C. Tales of Inhumanity:

“Khristya Chunyak, a forty-year-old peasant woman from the village of Krasilovka, in the Brovarsky district of the Kiev oblast, told me how Germans in Brovary were escorting a Jewish doctor, Feldman, to be executed.
This doctor, an old bachelor, had adopted two peasant orphans. The locals were very fond of him. A crowd of peasant women ran to the German commandant crying and pleading for Feldman’s life to be saved. The commandant felt obliged to give in to the women’s pleas. This was in the autumn of 1941.

Feldman continued to live in Brovary and treat the local peasants. He was executed in the spring of this year. Khristya Chunyak sobbed and finally burst into tears as she described to me how the old man was forced to dig his own grave. He had to die alone. There were no other Jews alive in the spring of 1943.
Vasily Grossman in the Ukraine with the advancing Red Army discovers what the Germans did in Kazary.

D. A Blast From the Past: Danny and the Tale of Prince Heimlich.

So, last night, at bed time, I continued telling the series of stories to Hayden that I had begun about two years ago when he was six. The stories concerned the adventures of Danny (Hayden’s alter ego) and his trusty pony Acorn (who Hayden now and then rides whenever we visit the ranch owned by our friends Bill and Naida).

Danny was resting at an oasis in the desert following his besting of “The Old Man Under the Mountain.” With him were his two friends; “The Black Knight,” a gorilla (Whose alter ego, a cuddly toy that Hayden insists share my bed) who is “The World’s Strongest Knight” and rides a white horse with brown spots like a cow and is called appropriately “White-brownie or Brown-whitey,” and; “The White Knight Who Used to be ‘The Old Man who Dressed Like a Beggar’ and was The Worlds Most Powerful Magician,” until Danny, in the throne room of the Green Castle, defeated him in a duel of magic aided by “The Monster Who Lives in the Closet and Who Now Lives in Acorn’s Saddlebags,” and turned him into a mouse.

In order for Danny and The Black Knight to escape from the dungeon of the “Old Man Under the Mountain,” Danny, again with the aid of “The Monster who lives in the Closet but Now Lives in Acorn’s Saddlebags” turned him from a mouse into a young handsome human except with less magical power so that his full name now became, “The White Knight Who Used to be an Old Man Dressed Like a Beggar and the Worlds Most Powerful Magician Until he was Turned into a Mouse and Then into A Young Man who was Not a so Powerful Magician.” The White Knight rode a black horse named, “Blackie.”

They had just finished dinner and were drinking their milk while staring into the campfire when a troop of musicians and actors who were camping nearby came by and offered to put on a performance for the famous Knights.

#####

[Required task 1] Copy the stretch of the excerpt from "D. A Blast From" through "Bill and Naida).", swapping "pony" for "horse".

#####

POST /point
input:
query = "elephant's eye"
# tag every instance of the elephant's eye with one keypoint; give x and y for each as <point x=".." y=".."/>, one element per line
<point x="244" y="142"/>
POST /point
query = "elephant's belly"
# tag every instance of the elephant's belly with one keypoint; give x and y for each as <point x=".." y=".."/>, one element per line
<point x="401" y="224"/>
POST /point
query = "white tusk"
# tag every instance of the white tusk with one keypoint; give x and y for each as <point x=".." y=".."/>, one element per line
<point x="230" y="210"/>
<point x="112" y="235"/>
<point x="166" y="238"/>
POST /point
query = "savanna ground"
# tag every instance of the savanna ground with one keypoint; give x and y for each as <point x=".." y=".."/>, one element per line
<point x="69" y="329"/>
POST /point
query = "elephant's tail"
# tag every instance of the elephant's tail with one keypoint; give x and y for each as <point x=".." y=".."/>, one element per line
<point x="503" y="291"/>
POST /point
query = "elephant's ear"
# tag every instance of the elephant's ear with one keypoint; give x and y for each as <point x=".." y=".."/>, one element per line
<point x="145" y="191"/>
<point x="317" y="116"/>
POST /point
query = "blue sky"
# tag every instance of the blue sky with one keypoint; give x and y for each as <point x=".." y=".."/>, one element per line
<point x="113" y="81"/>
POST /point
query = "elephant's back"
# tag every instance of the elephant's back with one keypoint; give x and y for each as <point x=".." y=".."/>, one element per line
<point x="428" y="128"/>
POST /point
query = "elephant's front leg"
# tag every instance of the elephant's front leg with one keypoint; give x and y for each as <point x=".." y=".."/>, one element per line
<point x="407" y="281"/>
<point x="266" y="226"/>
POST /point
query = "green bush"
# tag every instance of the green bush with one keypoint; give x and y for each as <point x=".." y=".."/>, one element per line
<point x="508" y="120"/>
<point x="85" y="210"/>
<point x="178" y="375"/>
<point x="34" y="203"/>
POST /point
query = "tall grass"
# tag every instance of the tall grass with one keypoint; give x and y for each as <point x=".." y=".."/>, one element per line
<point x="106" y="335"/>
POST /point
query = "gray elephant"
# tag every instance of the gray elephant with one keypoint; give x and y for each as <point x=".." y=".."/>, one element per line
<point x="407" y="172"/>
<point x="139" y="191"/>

#####

[Required task 2] Find every line of the records that contains the string "tusk" and copy each such line. Case counts.

[Expected answer 1]
D. A Blast From the Past: Danny and the Tale of Prince Heimlich.

So, last night, at bed time, I continued telling the series of stories to Hayden that I had begun about two years ago when he was six. The stories concerned the adventures of Danny (Hayden’s alter ego) and his trusty horse Acorn (who Hayden now and then rides whenever we visit the ranch owned by our friends Bill and Naida).

[Expected answer 2]
query = "white tusk"
# tag every instance of the white tusk with one keypoint; give x and y for each as <point x=".." y=".."/>, one element per line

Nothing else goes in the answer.